((
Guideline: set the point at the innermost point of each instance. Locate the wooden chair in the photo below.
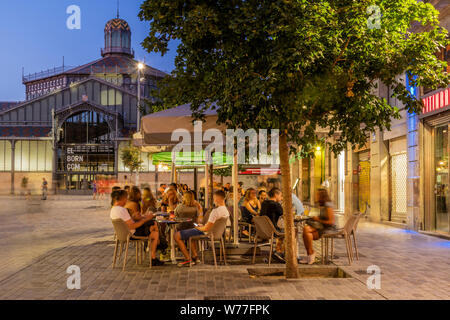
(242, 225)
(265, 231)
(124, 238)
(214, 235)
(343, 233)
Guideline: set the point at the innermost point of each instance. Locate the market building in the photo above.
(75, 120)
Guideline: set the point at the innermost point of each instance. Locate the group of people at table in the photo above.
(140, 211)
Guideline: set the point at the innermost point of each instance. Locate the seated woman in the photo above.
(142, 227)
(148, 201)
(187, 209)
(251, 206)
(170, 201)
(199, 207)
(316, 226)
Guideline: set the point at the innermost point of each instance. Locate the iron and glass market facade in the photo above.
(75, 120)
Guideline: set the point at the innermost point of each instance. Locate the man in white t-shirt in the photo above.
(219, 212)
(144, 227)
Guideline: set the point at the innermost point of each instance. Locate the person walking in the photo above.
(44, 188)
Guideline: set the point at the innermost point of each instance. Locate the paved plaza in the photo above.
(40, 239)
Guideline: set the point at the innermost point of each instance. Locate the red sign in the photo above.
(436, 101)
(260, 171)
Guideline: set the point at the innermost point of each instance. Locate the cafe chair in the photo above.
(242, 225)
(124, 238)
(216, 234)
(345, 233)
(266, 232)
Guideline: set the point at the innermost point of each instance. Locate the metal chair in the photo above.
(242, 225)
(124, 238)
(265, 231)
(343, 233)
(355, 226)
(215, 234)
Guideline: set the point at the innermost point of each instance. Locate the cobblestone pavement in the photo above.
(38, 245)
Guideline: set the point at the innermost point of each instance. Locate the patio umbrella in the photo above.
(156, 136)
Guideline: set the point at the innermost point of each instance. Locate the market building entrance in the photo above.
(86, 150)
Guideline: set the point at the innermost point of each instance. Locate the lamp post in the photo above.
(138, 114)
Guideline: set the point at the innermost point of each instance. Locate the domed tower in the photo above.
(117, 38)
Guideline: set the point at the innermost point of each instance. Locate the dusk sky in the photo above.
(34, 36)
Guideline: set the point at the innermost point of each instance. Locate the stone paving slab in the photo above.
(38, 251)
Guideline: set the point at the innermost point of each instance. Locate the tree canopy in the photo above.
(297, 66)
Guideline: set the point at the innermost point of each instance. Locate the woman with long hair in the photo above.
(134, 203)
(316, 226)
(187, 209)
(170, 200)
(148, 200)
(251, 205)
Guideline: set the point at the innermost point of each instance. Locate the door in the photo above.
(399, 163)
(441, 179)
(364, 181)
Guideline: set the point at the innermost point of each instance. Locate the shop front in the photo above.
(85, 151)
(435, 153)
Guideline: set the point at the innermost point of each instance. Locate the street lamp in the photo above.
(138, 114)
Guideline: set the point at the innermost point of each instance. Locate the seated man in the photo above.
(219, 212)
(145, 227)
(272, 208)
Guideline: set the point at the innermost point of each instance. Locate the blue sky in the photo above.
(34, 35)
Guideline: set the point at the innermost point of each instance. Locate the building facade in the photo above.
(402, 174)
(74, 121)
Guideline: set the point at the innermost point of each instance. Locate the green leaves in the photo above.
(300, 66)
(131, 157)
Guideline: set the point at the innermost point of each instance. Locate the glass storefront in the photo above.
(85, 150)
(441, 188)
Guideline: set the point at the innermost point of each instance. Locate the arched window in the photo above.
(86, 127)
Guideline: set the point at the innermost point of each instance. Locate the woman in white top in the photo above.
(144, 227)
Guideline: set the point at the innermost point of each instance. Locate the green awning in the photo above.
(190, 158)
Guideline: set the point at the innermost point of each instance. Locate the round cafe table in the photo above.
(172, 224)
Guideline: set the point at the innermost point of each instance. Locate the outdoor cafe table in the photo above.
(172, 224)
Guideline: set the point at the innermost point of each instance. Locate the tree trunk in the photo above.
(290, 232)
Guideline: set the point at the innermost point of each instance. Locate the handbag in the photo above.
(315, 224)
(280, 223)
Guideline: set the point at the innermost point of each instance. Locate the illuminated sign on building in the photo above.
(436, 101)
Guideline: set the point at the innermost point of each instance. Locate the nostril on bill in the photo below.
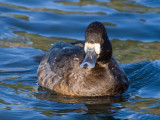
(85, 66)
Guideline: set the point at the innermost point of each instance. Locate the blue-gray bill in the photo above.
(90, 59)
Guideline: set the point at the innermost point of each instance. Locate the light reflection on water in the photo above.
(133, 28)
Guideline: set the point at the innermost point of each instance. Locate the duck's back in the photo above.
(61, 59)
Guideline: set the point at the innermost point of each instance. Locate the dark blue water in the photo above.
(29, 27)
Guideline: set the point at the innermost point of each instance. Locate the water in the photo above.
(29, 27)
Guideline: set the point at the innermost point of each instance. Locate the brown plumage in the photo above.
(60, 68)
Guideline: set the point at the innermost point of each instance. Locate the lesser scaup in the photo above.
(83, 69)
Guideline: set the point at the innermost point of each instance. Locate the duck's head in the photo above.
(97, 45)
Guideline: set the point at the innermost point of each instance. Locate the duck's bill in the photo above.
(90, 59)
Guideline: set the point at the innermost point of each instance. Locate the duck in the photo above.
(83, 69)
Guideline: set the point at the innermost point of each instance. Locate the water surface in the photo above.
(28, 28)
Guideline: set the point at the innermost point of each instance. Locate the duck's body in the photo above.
))
WHAT TO PRODUCE: Write out the data word for word. Any picture is to be skipped.

PROBLEM SOLUTION:
Guideline: set the point at the innermost point of each instance. Locate the wooden chair in the photo below.
(242, 225)
(265, 231)
(124, 238)
(214, 235)
(343, 233)
Guideline: set the point at the innermost point of each instance. Locate the market building in the photo above.
(75, 120)
Guideline: set the point at the innermost point of each instance. Locate the group of people at table in the photo above.
(140, 211)
Guideline: set the point at the innermost point of each instance. Locate the seated woman in the photo above.
(142, 227)
(148, 201)
(187, 209)
(251, 206)
(170, 201)
(199, 207)
(316, 226)
Guideline: set the point at the innermost point of each instance. Locate the iron and glass market facade in the photo above.
(75, 120)
Guideline: set the point at the innermost point of each instance. Locate the man in white t-shirt in the photo above.
(219, 212)
(144, 227)
Guideline: set the point at the innermost point of each instance. Locate the person walking in the photo above.
(44, 188)
Guideline: set the point at the innermost point of each instance. Locate the paved plaza in the photo above.
(40, 239)
Guideline: set the point at the innermost point of each instance. Locate the red sign in the photo above.
(436, 101)
(260, 171)
Guideline: set the point at the innermost point of each instance. Locate the cafe chair in the photo above.
(242, 225)
(124, 238)
(216, 234)
(345, 233)
(266, 232)
Guideline: set the point at the innermost point of each instance. Locate the metal chair in the photo above.
(242, 225)
(124, 238)
(265, 231)
(343, 233)
(355, 226)
(215, 234)
Guideline: set the point at the innermost point of each instance. Locate the cobblestone pavement in the photo above.
(38, 245)
Guideline: set the point at the innermost point of each instance. Locate the patio umbrella in the photo above.
(156, 136)
Guideline: set the point at the innermost point of each instance. Locate the market building entrance in the photo above.
(86, 150)
Guideline: set the point at the innermost point of each instance. Locate the lamp post in the photo above.
(138, 114)
Guideline: set the point at the innermost point of each instance. Locate the domed tower in the photo above.
(117, 38)
Guideline: set the point at the innermost point of each instance. Locate the dusk sky in the photo above.
(34, 36)
Guideline: set the point at the innermost point of each instance. Locate the stone paving slab in the photo above.
(38, 251)
Guideline: set the point at the innermost point of each instance. Locate the tree canopy in the photo above.
(297, 66)
Guideline: set the point at the innermost point of each instance. Locate the woman with long hair in the photo above.
(134, 203)
(316, 226)
(187, 209)
(170, 200)
(148, 200)
(251, 205)
Guideline: set the point at the innermost point of each instance. Locate the door in the photo above.
(399, 163)
(441, 179)
(364, 181)
Guideline: set the point at the innermost point of each instance. Locate the shop front in the photo above.
(85, 151)
(435, 153)
Guideline: set the point at the innermost point of each instance. Locate the street lamp in the photo above.
(138, 114)
Guideline: set the point at the innermost point of each instance. Locate the seated man in the photo above.
(219, 212)
(145, 227)
(272, 208)
Guideline: set the point at the innermost point of each instance. Locate the blue sky in the photo above.
(34, 35)
Guideline: set the point at the innermost point of each instance. Locate the building facade in the photo above.
(402, 174)
(74, 121)
Guideline: set the point at the innermost point of each instance. Locate the green leaves in the photo above.
(300, 66)
(131, 157)
Guideline: set the point at the innermost point of each instance. Locate the glass storefront in the photo above.
(85, 150)
(441, 188)
Guideline: set the point at the innermost point of each instance. Locate the arched window in the photo above.
(86, 127)
Guideline: set the point at the innermost point of each instance. Locate the woman in white top in the photo above.
(144, 227)
Guideline: set the point at the innermost point of each instance. Locate the green awning in the photo above.
(190, 158)
Guideline: set the point at the innermost point of each instance. Locate the round cafe table in the photo above.
(172, 224)
Guideline: set the point at the innermost point of each instance. Locate the outdoor cafe table in the photo above.
(172, 224)
Guideline: set the point at the innermost point of each instance. Locate the tree trunk in the photo above.
(290, 232)
Guideline: set the point at the innermost point of each instance. Locate the handbag in the photo above.
(315, 224)
(280, 223)
Guideline: set the point at the innermost point of each instance. Locate the illuminated sign on building in the photo above.
(436, 101)
Guideline: set the point at the innermost point of each instance. Locate the nostril on bill in the photo below.
(85, 66)
Guideline: set the point at the innermost point of each instance. Locate the blue-gray bill in the photo above.
(90, 59)
Guideline: set the point at the innermost point of each instance. Locate the light reflection on water in the photo above.
(133, 28)
Guideline: set the point at the innermost point of each instance. Locate the duck's back in the photo above.
(61, 59)
Guideline: set the point at the innermost point of each instance. Locate the dark blue water in the photo above.
(29, 27)
Guideline: set the point at the innermost point of each instance. Locate the water in the photo above.
(29, 27)
Guideline: set the point at the innermost point of each instance. Locate the brown plumage in the photo above.
(60, 68)
Guideline: set the point at the innermost point of each instance. Locate the lesser scaup in the photo above.
(83, 69)
Guideline: set the point at the innermost point of each instance. Locate the duck's head in the photo above.
(97, 45)
Guideline: set the point at the innermost point of each instance. Locate the duck's bill in the photo above.
(90, 59)
Guideline: set the point at the innermost point of each instance. Locate the duck in the photo above.
(83, 69)
Guideline: set the point at the innermost point of each instance. Locate the water surface in the photo above.
(28, 28)
Guideline: set the point at the innermost point of each instance. Locate the duck's body in the photo above.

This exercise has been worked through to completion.